== Listed records

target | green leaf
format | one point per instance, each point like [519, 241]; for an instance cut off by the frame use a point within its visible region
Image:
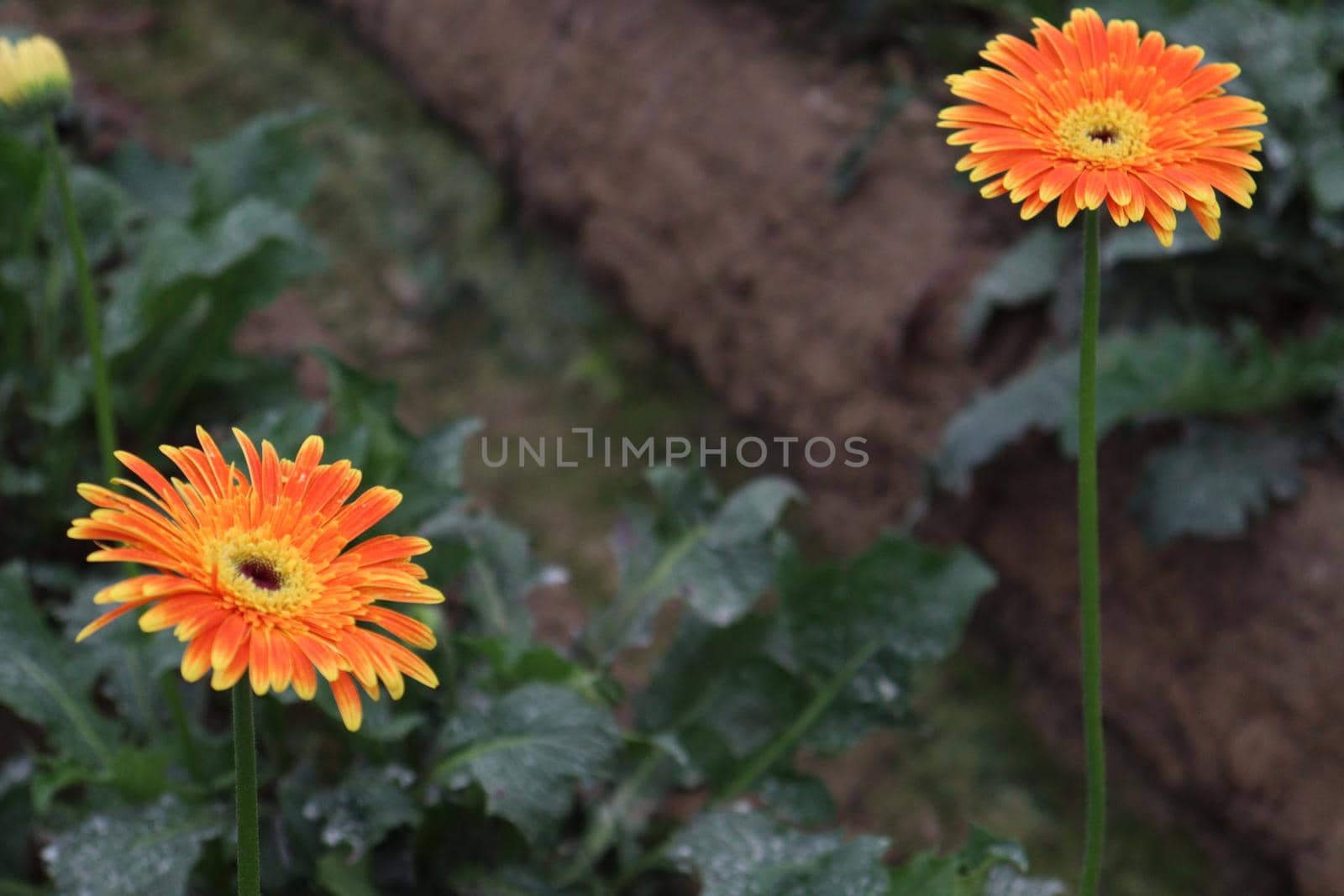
[342, 878]
[42, 679]
[1038, 399]
[506, 882]
[363, 410]
[1026, 273]
[745, 853]
[438, 456]
[1162, 372]
[265, 159]
[719, 558]
[964, 873]
[178, 262]
[911, 600]
[127, 661]
[799, 799]
[286, 426]
[134, 852]
[528, 752]
[497, 562]
[363, 809]
[1215, 481]
[514, 665]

====

• The task: Scale the listing above by rewriting all of its lines, requests included, with every answer coordinate multiplied by 1.4 and rounded to a whole number, halves up. Numbers in the requests stay unchanged, and the pictures are left out.

• The reply:
target | green leaf
format | one point per instance, each point like [519, 241]; for an instance cut off by the frame use a point within its visible region
Image:
[479, 1229]
[59, 951]
[1453, 559]
[708, 1235]
[508, 574]
[1436, 382]
[1043, 1194]
[613, 638]
[1627, 521]
[371, 223]
[1007, 781]
[1350, 1222]
[249, 367]
[1275, 840]
[178, 925]
[1119, 1119]
[400, 596]
[188, 1193]
[739, 1053]
[696, 787]
[508, 1133]
[1701, 673]
[720, 931]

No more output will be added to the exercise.